• **GIVEN TASK**
Return every line of the data below that contains the string "drainpipe".

Collection entries:
━━━

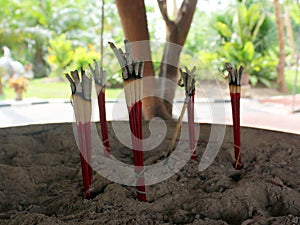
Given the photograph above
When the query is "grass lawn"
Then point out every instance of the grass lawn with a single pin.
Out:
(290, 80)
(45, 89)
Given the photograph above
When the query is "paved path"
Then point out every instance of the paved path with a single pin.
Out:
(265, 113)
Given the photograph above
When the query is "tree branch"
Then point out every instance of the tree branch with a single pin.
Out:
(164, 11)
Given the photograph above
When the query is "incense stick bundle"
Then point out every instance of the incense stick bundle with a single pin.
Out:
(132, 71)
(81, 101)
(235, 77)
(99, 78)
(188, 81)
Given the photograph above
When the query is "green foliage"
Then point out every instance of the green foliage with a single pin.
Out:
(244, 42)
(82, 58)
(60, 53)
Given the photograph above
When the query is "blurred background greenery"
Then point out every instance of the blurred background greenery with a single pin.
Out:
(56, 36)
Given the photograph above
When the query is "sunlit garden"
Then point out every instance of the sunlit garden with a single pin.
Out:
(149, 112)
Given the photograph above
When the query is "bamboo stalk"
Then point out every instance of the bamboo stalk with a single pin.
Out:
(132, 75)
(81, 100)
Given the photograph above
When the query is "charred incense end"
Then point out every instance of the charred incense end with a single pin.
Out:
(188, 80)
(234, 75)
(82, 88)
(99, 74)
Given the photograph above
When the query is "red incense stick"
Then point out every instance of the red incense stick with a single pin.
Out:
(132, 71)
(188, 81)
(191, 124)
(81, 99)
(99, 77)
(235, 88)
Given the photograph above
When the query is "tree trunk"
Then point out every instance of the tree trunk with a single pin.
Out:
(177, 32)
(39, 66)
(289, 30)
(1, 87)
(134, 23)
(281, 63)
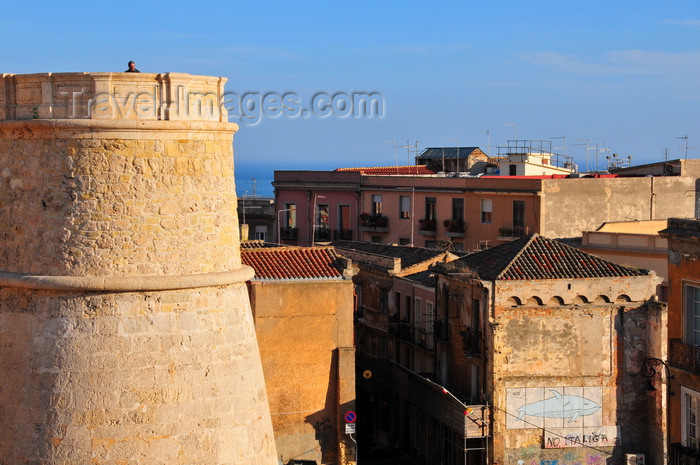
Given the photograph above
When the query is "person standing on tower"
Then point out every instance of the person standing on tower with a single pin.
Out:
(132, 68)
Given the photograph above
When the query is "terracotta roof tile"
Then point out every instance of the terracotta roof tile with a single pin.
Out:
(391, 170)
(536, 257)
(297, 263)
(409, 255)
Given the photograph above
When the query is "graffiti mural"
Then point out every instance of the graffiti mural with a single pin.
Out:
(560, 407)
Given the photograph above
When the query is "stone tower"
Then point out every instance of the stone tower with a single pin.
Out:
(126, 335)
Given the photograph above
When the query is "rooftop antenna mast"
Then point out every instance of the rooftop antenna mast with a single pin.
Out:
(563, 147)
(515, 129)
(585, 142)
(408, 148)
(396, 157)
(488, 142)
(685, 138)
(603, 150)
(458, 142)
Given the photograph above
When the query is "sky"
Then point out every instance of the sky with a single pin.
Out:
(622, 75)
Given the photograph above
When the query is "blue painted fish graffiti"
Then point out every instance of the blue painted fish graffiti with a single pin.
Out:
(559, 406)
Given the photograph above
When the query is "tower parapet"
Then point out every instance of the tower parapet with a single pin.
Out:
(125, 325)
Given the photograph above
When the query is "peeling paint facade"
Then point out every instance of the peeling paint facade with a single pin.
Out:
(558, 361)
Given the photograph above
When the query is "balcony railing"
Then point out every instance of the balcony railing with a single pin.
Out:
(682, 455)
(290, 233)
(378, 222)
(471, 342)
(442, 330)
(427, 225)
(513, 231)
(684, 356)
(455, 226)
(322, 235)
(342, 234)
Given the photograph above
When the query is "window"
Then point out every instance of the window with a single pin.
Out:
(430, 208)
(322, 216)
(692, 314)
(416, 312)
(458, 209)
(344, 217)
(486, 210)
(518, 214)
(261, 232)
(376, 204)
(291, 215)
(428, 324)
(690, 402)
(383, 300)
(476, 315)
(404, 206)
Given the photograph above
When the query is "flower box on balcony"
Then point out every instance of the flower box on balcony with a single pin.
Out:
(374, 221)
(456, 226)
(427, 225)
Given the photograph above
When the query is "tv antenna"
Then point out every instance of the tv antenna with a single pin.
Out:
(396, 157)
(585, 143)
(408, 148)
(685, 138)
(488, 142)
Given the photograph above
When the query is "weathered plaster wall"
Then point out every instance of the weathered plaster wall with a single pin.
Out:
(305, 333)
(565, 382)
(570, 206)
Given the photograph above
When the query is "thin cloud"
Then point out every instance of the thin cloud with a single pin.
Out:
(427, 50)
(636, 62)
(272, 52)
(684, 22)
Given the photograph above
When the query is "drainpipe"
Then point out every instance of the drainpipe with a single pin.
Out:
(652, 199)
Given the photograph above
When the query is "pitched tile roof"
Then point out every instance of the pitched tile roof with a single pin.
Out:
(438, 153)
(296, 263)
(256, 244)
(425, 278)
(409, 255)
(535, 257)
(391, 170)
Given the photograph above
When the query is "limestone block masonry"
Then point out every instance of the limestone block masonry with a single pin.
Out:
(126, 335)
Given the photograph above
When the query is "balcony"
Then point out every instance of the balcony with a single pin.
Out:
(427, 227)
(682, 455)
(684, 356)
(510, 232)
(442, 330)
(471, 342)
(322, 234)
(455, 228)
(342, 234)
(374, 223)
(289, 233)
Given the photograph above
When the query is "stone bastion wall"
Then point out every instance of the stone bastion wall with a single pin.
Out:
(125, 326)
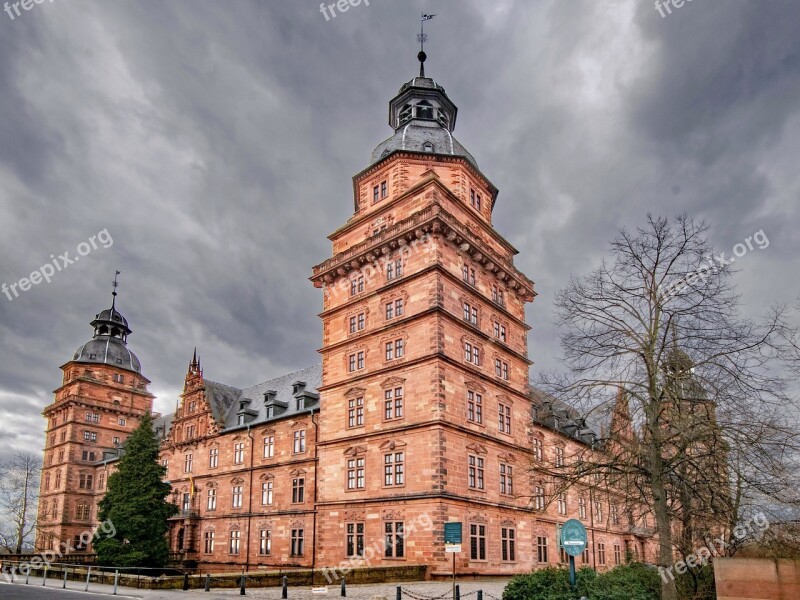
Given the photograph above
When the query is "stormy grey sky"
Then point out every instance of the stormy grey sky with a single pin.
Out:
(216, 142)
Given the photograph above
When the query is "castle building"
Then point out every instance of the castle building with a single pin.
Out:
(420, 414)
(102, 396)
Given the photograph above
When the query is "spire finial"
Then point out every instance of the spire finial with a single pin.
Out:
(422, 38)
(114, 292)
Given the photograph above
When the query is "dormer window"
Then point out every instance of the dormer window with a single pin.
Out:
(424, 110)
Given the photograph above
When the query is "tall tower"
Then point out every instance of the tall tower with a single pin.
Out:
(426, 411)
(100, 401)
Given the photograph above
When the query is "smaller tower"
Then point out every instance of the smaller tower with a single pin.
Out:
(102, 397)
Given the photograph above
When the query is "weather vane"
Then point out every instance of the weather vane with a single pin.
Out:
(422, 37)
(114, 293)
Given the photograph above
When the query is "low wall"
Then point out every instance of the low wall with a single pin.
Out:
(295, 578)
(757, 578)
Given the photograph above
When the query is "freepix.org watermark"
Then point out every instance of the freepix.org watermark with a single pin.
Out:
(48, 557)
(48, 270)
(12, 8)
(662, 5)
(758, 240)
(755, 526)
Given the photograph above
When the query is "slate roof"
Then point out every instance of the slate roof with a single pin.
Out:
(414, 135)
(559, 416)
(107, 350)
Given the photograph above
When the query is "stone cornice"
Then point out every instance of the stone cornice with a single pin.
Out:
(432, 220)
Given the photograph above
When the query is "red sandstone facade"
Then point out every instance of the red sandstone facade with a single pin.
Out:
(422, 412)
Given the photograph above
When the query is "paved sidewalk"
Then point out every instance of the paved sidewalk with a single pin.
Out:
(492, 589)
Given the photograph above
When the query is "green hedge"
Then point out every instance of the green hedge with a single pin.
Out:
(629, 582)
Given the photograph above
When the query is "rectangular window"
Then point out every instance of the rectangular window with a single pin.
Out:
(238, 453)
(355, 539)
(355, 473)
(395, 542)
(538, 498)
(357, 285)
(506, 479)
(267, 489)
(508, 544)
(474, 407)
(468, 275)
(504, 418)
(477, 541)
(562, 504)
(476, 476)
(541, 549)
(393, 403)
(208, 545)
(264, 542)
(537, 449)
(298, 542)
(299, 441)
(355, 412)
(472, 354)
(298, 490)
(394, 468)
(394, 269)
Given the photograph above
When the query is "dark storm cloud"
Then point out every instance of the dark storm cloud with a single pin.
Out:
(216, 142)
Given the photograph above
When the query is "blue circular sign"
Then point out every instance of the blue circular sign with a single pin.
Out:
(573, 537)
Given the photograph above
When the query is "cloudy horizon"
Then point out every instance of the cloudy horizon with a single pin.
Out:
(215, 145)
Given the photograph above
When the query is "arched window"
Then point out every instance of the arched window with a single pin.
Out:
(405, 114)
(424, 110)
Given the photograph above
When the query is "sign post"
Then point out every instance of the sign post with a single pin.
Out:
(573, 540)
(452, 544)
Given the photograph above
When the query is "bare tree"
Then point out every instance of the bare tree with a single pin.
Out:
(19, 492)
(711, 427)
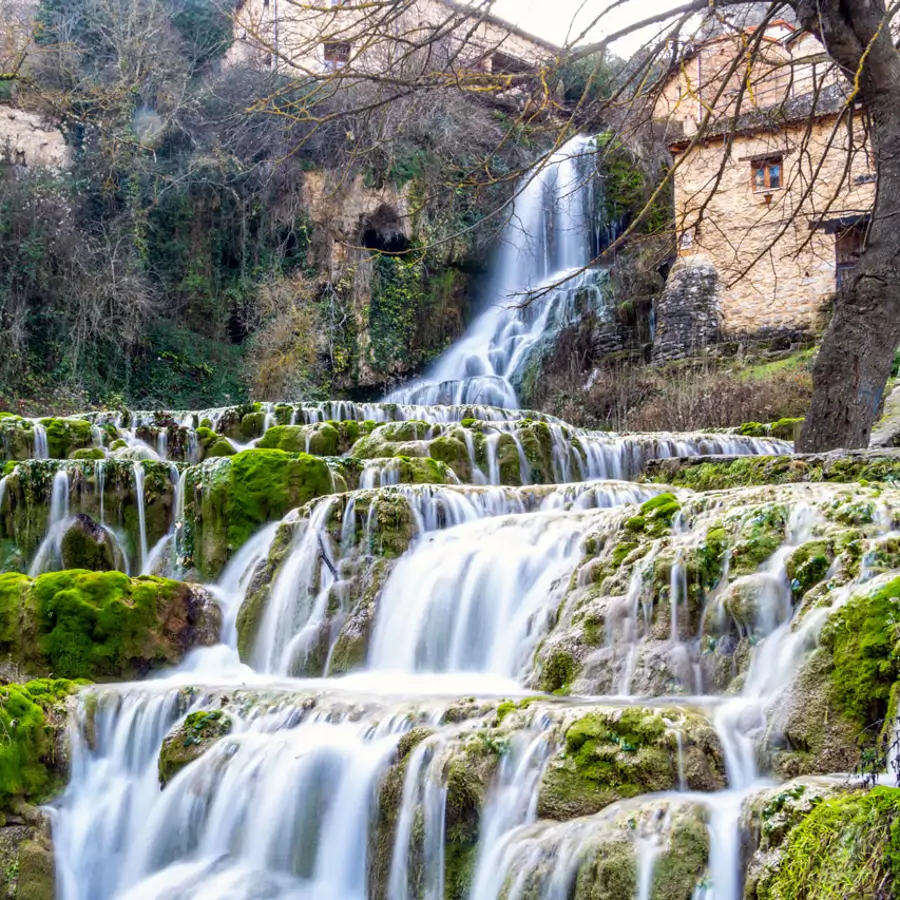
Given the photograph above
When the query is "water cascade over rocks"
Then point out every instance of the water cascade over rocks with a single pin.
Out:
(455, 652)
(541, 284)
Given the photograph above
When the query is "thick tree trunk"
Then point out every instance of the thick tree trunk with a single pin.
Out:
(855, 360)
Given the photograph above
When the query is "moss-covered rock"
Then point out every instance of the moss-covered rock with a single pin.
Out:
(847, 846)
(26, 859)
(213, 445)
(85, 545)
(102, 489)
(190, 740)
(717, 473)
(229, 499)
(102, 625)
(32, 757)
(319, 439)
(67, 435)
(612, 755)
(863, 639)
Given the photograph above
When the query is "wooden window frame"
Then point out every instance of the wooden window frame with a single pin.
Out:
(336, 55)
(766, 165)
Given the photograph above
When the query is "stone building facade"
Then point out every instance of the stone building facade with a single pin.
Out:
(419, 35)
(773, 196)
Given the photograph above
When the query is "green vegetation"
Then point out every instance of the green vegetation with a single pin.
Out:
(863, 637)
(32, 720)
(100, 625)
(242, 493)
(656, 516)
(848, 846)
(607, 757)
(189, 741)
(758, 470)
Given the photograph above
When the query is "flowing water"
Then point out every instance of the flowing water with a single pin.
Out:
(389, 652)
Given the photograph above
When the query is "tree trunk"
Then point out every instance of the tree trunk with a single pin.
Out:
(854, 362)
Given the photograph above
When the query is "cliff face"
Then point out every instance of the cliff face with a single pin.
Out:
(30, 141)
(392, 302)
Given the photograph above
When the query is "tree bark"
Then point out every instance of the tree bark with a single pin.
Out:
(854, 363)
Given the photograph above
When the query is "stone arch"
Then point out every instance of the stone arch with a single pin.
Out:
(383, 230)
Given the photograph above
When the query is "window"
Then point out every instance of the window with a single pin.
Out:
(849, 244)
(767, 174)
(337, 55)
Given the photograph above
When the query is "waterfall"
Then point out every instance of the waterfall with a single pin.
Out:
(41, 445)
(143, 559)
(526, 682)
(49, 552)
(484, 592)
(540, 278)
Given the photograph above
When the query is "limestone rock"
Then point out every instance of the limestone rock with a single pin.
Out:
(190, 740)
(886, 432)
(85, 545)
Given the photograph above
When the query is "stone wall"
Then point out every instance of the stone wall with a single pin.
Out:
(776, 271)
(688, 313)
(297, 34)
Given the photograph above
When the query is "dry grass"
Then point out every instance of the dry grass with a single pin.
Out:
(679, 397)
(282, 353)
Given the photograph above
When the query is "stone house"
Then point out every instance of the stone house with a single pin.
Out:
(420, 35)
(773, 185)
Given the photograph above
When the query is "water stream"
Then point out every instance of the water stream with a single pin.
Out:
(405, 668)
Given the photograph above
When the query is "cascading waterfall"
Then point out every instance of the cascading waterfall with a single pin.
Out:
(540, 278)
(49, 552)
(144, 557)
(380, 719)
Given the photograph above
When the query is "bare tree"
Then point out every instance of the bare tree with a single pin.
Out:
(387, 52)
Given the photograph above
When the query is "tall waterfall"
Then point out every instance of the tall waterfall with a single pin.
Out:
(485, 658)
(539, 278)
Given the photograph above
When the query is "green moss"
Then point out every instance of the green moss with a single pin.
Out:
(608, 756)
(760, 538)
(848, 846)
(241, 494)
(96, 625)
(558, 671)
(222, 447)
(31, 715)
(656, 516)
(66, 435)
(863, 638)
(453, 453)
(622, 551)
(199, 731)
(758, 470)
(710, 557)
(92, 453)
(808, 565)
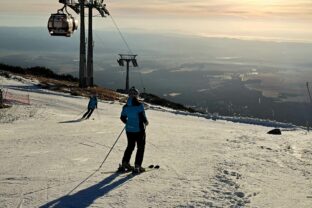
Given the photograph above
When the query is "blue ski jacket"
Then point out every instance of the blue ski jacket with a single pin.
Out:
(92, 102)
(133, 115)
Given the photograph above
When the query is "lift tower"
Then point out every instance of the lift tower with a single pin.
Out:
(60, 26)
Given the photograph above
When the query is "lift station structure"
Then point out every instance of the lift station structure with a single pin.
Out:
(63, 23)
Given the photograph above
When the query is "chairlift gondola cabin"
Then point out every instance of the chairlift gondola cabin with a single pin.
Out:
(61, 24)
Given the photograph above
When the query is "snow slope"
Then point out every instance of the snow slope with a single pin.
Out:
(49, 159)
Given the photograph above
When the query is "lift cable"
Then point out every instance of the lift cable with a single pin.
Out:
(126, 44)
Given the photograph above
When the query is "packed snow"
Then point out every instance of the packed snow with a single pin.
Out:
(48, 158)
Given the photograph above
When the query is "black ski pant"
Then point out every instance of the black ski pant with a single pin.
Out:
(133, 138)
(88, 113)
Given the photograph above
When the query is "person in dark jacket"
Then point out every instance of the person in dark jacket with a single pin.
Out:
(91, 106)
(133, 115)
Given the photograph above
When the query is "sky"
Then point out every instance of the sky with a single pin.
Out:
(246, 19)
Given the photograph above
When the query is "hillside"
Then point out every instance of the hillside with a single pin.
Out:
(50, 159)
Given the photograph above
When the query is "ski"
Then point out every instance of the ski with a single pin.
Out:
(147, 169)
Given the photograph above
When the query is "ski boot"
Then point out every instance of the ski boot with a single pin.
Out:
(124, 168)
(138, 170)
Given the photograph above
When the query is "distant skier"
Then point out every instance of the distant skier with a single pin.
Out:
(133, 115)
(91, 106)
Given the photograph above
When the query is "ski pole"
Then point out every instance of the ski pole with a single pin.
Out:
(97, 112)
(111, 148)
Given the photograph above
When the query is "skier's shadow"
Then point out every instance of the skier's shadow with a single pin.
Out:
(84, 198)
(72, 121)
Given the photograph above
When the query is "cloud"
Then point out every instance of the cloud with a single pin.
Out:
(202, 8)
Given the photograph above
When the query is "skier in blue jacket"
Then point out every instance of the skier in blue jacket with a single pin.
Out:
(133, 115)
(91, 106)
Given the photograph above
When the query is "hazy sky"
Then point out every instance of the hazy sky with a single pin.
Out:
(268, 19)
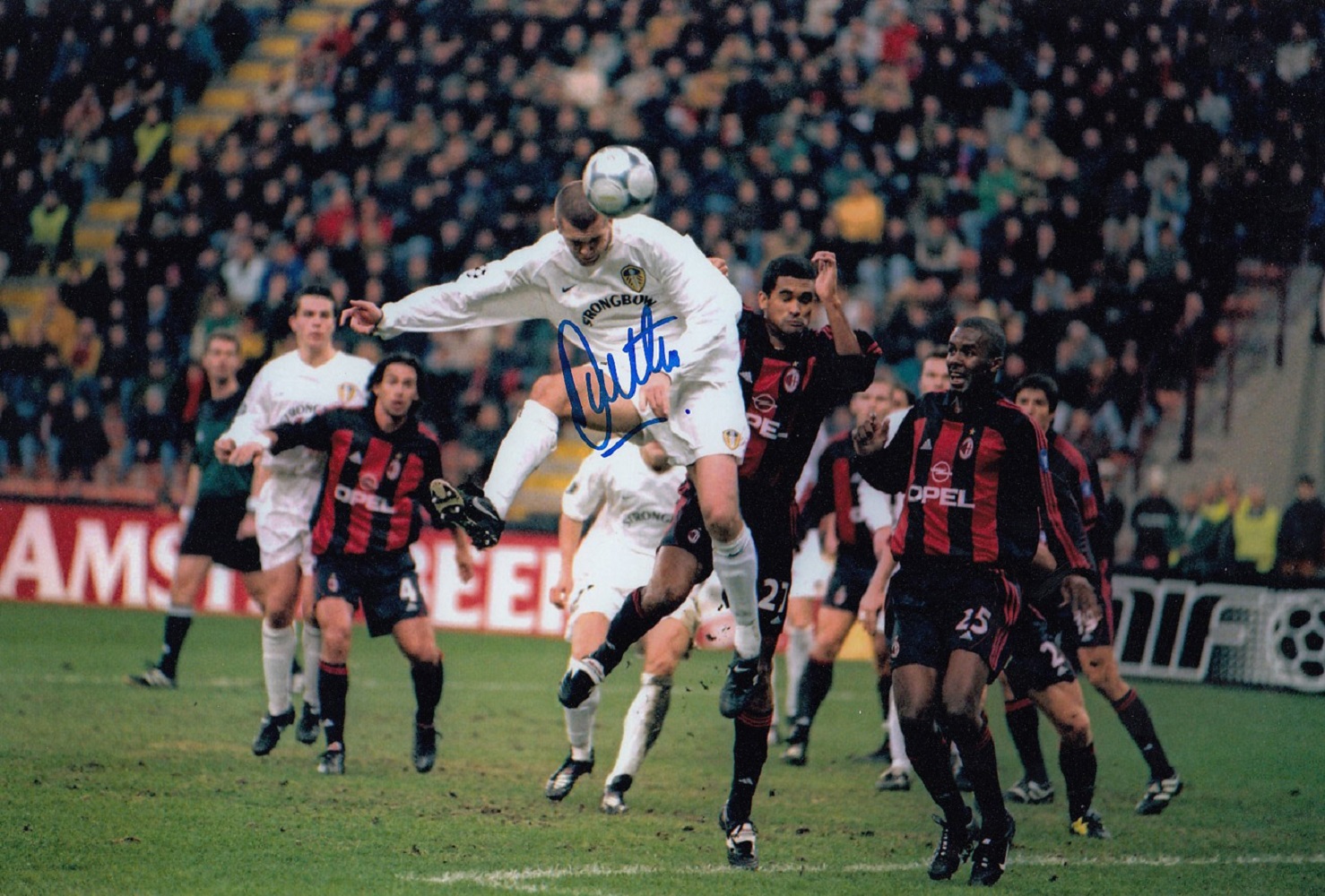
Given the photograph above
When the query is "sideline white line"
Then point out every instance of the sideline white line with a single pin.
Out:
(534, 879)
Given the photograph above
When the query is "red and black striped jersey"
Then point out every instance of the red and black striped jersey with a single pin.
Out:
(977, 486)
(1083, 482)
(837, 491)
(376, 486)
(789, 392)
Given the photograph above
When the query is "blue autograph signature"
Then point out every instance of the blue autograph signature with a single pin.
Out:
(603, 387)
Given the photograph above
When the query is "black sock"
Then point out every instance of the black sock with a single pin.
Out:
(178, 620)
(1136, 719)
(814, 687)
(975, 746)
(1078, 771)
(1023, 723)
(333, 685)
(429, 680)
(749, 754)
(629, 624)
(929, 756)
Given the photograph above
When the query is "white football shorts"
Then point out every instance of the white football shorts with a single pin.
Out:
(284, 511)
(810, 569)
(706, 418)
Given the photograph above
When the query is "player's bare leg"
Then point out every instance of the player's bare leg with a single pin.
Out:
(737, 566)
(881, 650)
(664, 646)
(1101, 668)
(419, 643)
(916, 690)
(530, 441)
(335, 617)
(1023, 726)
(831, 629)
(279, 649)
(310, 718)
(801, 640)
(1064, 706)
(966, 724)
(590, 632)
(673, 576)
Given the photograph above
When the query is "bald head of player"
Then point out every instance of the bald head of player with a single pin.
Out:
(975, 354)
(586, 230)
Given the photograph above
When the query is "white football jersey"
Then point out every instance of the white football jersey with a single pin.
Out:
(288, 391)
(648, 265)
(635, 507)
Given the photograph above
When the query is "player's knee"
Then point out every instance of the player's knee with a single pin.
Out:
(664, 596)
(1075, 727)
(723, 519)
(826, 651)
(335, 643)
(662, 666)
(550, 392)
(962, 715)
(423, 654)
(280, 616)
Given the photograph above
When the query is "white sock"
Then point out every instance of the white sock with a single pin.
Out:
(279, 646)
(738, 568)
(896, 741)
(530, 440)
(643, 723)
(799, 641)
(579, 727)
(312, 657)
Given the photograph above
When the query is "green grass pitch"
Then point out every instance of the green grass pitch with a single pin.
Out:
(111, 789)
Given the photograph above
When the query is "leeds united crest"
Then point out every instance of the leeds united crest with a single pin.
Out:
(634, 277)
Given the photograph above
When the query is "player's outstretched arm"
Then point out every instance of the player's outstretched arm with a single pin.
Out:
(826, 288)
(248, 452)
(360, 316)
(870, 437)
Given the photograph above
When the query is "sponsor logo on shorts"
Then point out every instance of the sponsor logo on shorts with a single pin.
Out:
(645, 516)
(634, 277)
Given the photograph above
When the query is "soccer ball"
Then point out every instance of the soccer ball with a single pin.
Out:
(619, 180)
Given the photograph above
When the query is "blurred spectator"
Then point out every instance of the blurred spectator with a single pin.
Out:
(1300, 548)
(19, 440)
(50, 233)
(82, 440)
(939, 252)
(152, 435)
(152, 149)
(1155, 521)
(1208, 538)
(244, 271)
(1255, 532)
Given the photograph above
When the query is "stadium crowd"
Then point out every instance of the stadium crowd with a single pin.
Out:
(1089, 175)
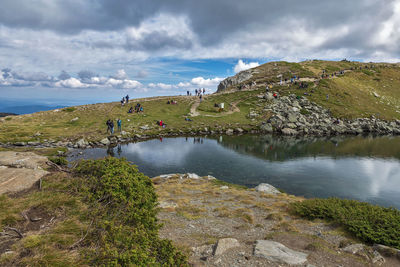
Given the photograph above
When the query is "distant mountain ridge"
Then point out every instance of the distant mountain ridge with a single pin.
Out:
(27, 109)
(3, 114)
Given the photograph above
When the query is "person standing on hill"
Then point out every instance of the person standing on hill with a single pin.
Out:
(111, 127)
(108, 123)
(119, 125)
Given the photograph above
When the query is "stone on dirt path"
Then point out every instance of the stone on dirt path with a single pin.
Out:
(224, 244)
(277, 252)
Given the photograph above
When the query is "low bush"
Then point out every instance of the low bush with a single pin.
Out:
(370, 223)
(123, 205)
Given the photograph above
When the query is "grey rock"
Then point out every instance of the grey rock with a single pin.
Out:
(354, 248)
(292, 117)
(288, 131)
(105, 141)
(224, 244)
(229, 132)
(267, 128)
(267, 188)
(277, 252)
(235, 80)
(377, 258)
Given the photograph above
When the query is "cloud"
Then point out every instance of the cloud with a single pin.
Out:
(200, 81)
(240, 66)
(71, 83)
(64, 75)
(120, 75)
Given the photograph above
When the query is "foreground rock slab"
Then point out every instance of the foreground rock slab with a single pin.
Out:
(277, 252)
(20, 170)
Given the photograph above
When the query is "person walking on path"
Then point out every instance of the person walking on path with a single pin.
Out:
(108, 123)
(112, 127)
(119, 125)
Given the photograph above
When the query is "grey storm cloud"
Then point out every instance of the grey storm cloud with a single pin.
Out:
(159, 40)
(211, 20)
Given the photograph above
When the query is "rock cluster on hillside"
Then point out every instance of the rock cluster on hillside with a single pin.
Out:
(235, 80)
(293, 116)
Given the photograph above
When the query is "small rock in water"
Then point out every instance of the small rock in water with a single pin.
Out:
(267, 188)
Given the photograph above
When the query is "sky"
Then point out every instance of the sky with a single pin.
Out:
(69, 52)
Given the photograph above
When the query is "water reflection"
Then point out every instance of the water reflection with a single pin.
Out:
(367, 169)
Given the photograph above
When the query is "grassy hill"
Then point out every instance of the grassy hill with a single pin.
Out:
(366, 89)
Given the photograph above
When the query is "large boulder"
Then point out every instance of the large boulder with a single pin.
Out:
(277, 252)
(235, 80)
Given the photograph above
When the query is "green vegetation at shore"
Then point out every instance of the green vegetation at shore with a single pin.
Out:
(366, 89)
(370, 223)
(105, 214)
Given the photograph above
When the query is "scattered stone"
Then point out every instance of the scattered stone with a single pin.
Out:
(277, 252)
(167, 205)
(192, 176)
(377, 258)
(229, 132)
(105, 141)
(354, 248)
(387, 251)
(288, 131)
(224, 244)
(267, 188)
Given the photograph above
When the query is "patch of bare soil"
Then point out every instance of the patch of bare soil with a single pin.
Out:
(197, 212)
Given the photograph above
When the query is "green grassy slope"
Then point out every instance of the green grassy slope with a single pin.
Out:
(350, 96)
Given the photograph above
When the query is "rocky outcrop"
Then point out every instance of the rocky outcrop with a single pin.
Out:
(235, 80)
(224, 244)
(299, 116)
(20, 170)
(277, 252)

━━━

• **FINISHED EXERCISE**
When the query is "drainpipe"
Then point out every instance of the drainpipe with a single pin.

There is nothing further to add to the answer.